§ **PASSAGE TO READ**

============

Knudson hypothesis

Knudson hypothesis

The Knudson hypothesis is the hypothesis that cancer is the result of accumulated mutations to a cell's DNA. It was first proposed by Carl O. Nordling in 1953,[1][2] and later formulated by Alfred G. Knudson in 1971.[3] Knudson's work led indirectly to the identification of cancer-related genes. Knudson won the 1998 Albert Lasker Medical Research Award for this work.

The multi-mutation theory on cancer was proposed by Nordling in the British Journal of Cancer in 1953. He noted that in industrialized nations the frequency of cancer seems to increase according to the sixth power of age. This correlation could be explained by assuming that the outbreak of cancer requires the accumulations of six consecutive mutations.

Later, Knudson performed a statistical analysis on cases of retinoblastoma, a tumor of the retina that occurs both as an inherited disease and sporadically. He noted that inherited retinoblastoma occurs at a younger age than the sporadic disease. In addition, the children with inherited retinoblastoma often developed the tumor in both eyes, suggesting an underlying predisposition.

Knudson suggested that multiple "hits" to DNA were necessary to cause cancer. In the children with inherited retinoblastoma, the first insult was inherited in the DNA, and any second insult would rapidly lead to cancer. In non-inherited retinoblastoma, two "hits" had to take place before a tumor could develop, explaining the age difference.

It was later found that carcinogenesis (the development of cancer) depended both on the activation of proto-oncogenes (genes that stimulate cell proliferation) and on the deactivation of tumor suppressor genes (genes that keep proliferation in check). A first "hit" in an oncogene would not necessarily lead to cancer, as normally functioning tumor suppressor genes (TSGs) would still keep the cancer in check; only damage to TSGs would lead to unchecked proliferation. On the converse, a damaged TSG (such as the Rb1 gene in retinoblastoma) would not lead to cancer unless there is uncontrolled growth from an activated oncogene.

Related ideas

Field cancerisation may be an extended form of the Knudson hypothesis. This is the phenomenon of various primary tumours developing in one particular area of the body, suggesting that an earlier "hit" predisposed the whole area for cancer.[citation needed]

Announced in 2011, chromothripsis similarly involves multiple mutations, but asserts that they may all appear at once. This idea, affecting only 2–3% of cases of cancer, although up to 25% of bone cancers, involves the catastrophic shattering of a chromosome into tens or hundreds of pieces and then being patched back together incorrectly. This shattering, it is presumed, takes place when the chromosomes are compacted during normal cell division, but the trigger for the shattering is unknown. Under this model, cancer arises as the result of a single, isolated event, rather than the slow accumulation of multiple mutations.[4]

============

§ **DATASET RECORDS**

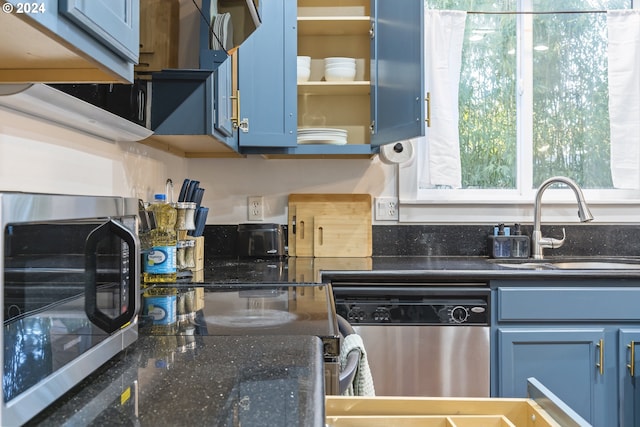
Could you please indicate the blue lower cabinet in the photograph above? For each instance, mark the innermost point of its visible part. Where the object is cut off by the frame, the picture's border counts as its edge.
(629, 376)
(565, 360)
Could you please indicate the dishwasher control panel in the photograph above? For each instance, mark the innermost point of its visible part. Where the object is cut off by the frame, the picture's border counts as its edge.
(427, 307)
(449, 313)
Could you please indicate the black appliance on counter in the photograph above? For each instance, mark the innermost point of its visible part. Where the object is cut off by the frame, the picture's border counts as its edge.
(69, 283)
(129, 101)
(304, 309)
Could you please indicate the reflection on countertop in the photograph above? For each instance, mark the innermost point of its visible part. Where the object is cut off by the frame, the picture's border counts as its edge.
(391, 268)
(222, 380)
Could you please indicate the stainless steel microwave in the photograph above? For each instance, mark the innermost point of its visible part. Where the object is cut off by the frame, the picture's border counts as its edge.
(69, 284)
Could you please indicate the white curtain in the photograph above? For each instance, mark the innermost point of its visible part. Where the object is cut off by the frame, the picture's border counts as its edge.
(623, 28)
(440, 149)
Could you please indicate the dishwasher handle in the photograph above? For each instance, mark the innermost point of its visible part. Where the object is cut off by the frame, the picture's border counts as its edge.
(353, 358)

============

§ **EXERCISE**
Copy the Knudson hypothesis text word for word, everything from "The multi-mutation theory" down to "an underlying predisposition.". These items have no connection to the text about the Knudson hypothesis.

§ **SOLUTION TO THIS TASK**
The multi-mutation theory on cancer was proposed by Nordling in the British Journal of Cancer in 1953. He noted that in industrialized nations the frequency of cancer seems to increase according to the sixth power of age. This correlation could be explained by assuming that the outbreak of cancer requires the accumulations of six consecutive mutations.

Later, Knudson performed a statistical analysis on cases of retinoblastoma, a tumor of the retina that occurs both as an inherited disease and sporadically. He noted that inherited retinoblastoma occurs at a younger age than the sporadic disease. In addition, the children with inherited retinoblastoma often developed the tumor in both eyes, suggesting an underlying predisposition.